## GIVEN EXERCISE
Rescale the rows below, from the first line through the line holding "[261,421,333,449]" (both ends inclusive), and reproduce every line in that span, requests included. Multiply each bounding box coordinate in the answers by 1.35 and round to whole numbers, with halves rounding up.

## DATA ROWS

□ □ □ □ □

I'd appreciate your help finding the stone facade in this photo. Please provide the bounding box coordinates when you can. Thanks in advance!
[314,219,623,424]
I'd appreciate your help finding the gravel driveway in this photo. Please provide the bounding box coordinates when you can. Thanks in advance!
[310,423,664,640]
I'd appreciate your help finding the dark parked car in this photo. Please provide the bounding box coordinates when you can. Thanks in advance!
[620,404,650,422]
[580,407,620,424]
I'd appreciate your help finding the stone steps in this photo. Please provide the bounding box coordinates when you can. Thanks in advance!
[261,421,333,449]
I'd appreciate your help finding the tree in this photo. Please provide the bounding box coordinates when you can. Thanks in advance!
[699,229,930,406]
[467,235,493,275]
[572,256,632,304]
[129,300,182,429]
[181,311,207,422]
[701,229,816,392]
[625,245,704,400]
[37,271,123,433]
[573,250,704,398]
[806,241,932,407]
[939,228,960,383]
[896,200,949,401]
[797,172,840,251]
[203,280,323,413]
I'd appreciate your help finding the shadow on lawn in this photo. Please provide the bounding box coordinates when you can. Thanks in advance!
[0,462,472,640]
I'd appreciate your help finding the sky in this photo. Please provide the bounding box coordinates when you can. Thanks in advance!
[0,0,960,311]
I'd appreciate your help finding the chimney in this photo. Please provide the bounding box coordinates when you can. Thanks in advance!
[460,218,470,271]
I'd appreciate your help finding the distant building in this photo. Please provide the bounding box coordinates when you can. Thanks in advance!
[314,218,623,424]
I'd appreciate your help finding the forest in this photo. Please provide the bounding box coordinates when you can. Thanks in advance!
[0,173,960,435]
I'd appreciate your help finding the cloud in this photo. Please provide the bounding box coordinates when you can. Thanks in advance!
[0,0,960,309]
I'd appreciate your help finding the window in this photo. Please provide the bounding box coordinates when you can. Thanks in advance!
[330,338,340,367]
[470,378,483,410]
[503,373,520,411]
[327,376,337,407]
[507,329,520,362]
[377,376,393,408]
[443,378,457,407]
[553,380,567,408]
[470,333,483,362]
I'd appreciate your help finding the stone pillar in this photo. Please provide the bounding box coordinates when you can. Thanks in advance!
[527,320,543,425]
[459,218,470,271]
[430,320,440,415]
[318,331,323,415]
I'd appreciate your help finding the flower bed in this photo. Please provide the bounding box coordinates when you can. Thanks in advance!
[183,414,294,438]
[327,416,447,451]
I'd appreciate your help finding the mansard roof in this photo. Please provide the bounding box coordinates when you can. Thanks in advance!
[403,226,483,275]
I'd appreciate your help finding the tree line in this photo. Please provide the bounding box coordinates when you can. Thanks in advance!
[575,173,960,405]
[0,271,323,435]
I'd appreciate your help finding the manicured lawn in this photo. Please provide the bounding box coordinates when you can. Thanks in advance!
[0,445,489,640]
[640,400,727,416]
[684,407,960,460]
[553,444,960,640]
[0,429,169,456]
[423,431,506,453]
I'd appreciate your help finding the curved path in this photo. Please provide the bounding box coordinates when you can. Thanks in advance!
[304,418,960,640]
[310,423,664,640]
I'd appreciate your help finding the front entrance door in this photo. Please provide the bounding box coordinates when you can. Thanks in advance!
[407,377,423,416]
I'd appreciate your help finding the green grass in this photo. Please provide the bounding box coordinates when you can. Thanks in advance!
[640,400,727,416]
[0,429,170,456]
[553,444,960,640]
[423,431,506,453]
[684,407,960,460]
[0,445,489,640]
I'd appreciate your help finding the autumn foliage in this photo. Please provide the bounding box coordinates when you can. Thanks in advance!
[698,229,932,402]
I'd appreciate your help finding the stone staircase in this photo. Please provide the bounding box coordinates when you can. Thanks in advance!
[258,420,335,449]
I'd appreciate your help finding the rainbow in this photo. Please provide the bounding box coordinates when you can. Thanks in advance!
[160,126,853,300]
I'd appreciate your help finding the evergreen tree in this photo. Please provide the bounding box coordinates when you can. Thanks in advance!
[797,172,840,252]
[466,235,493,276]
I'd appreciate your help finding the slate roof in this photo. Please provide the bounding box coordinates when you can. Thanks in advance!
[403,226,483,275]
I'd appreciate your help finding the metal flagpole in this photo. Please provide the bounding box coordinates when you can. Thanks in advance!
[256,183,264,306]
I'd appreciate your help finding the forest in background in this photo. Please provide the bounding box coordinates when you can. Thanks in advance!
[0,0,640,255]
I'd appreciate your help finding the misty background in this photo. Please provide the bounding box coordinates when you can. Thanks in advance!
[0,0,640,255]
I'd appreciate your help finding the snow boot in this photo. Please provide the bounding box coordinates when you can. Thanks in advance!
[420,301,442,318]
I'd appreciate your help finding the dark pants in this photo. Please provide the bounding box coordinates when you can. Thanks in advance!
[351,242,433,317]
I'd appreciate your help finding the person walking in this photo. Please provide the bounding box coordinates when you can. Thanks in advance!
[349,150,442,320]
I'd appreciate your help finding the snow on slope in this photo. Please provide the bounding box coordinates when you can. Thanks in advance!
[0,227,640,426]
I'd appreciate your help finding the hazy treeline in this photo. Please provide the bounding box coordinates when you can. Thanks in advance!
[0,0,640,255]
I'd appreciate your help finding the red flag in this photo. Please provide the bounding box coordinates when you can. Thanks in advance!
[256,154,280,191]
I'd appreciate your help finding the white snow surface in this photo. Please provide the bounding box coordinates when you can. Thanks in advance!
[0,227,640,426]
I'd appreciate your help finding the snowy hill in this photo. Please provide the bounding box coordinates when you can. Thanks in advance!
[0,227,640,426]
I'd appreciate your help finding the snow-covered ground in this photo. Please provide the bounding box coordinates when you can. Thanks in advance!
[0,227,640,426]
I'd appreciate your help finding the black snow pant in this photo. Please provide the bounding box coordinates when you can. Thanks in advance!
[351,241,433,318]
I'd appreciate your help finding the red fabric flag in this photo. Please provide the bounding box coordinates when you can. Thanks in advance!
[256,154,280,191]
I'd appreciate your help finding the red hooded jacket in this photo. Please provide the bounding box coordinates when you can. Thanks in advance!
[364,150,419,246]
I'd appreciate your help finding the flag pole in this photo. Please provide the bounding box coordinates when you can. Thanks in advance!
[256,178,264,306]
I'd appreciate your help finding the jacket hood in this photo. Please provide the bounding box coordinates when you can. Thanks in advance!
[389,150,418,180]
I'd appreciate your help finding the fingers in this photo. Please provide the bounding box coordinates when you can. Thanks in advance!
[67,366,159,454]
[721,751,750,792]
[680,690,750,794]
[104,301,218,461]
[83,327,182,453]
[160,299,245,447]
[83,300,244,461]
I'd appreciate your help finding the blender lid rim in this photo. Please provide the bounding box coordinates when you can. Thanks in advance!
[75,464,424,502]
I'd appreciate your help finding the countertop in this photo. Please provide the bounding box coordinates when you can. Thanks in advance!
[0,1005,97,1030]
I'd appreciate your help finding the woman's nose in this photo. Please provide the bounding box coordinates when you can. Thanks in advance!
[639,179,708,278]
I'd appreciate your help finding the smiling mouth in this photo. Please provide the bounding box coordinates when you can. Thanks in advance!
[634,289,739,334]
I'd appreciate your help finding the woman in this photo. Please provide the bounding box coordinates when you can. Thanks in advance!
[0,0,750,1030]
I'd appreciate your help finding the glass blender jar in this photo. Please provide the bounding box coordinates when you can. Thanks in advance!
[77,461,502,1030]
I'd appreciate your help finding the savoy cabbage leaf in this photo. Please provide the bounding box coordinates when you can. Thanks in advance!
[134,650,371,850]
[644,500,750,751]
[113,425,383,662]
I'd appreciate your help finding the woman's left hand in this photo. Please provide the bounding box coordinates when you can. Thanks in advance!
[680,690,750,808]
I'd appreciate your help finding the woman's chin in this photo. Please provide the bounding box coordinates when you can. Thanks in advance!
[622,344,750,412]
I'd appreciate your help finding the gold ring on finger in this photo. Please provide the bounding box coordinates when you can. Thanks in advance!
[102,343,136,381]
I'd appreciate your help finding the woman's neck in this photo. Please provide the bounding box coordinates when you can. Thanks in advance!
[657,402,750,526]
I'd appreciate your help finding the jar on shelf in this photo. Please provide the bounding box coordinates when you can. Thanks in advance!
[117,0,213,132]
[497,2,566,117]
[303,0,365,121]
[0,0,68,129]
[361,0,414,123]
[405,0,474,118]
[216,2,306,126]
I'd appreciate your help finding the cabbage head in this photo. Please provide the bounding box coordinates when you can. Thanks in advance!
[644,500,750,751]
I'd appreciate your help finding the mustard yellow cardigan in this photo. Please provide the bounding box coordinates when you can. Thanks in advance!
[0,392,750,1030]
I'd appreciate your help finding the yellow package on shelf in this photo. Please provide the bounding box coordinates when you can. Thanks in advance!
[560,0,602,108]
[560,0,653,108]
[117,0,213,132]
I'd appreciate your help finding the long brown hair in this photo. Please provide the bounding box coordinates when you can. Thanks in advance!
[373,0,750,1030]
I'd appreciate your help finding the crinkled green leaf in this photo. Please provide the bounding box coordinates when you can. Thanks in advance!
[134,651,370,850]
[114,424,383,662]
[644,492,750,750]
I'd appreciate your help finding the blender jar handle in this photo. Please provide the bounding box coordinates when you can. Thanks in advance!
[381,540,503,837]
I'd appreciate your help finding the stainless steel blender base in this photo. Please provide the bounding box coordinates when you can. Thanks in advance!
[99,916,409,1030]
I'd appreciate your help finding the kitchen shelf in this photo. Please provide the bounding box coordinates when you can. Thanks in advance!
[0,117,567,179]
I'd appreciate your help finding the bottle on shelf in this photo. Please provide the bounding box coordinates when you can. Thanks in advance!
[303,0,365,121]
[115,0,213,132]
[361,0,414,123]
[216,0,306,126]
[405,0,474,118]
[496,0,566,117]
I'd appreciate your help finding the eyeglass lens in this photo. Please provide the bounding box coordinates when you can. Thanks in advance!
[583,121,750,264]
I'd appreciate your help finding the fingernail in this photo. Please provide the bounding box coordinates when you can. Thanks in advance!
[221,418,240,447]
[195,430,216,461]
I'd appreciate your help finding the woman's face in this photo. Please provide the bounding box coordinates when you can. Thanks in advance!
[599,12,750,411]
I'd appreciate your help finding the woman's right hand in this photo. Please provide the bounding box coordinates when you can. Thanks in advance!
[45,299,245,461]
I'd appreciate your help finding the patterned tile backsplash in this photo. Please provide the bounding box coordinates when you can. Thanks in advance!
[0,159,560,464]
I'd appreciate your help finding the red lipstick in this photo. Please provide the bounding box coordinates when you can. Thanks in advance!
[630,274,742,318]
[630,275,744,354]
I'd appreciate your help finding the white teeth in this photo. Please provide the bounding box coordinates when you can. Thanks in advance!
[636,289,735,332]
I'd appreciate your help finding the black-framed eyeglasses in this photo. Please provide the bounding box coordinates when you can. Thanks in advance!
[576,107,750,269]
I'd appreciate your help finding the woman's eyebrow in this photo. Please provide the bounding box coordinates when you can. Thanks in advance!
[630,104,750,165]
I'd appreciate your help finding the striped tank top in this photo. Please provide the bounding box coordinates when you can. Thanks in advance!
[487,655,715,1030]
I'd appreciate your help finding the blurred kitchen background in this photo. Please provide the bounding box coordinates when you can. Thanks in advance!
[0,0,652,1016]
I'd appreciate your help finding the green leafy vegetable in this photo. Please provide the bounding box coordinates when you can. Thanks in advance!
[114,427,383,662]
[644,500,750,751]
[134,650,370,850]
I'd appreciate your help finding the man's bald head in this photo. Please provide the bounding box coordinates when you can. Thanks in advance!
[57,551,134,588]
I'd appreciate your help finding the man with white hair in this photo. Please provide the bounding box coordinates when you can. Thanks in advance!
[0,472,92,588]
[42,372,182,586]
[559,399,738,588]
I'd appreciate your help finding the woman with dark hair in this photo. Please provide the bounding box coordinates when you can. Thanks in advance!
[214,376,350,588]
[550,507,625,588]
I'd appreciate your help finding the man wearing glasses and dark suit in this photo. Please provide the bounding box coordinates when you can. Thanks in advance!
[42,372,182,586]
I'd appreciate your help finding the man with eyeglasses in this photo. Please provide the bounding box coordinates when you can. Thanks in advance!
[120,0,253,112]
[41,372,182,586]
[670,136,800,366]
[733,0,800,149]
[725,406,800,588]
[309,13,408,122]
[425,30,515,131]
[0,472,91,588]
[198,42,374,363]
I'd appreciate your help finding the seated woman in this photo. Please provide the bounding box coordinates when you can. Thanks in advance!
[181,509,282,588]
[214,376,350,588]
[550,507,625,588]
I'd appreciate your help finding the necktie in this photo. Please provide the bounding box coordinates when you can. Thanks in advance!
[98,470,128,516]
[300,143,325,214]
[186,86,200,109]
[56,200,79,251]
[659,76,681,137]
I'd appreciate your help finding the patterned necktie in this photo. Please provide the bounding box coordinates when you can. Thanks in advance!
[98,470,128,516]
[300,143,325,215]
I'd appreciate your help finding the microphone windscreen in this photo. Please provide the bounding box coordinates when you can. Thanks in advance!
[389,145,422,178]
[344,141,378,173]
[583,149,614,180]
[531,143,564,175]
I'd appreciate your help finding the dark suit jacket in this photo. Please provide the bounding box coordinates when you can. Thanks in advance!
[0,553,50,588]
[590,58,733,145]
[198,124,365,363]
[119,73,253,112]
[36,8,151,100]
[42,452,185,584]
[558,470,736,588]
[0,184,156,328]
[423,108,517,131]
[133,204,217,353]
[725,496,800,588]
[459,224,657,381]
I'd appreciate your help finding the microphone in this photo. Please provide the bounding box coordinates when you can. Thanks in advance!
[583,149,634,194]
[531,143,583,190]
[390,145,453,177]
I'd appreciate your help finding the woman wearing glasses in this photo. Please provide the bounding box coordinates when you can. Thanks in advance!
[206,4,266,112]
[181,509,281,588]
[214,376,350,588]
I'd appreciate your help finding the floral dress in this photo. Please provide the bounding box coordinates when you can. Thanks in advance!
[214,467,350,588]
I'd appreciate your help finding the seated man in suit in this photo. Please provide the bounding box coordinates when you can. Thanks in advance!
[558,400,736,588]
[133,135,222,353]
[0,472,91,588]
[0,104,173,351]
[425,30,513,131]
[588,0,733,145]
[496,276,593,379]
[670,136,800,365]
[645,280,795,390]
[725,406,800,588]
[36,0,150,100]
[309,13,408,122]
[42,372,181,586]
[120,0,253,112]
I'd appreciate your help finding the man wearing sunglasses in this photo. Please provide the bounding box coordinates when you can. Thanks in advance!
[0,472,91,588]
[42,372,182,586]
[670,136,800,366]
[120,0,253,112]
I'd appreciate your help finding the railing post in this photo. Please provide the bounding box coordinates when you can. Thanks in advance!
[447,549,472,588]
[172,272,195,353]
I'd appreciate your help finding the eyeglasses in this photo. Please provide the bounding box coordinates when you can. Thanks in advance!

□ □ □ □ □

## THE RESULT
I'd appreciate your help finding the stone facade in this photo. Please provide the bounding box coordinates when you can. Thanks in advance!
[424,296,841,572]
I'd appreciate your help finding the gravel driveway in this photo. Please provide the bounding box coordinates when you can. Thanks in advance!
[419,571,896,864]
I'd appreciate your help finding the dark parked car in this photo. Please provide the bounding box coordinates when you can. Thanks in advance!
[837,545,878,570]
[783,549,837,572]
I'd appreciate your help finding the stone steps in this photo. Please provide the bounding box coordinates when you can. Thanks in advance!
[352,568,450,606]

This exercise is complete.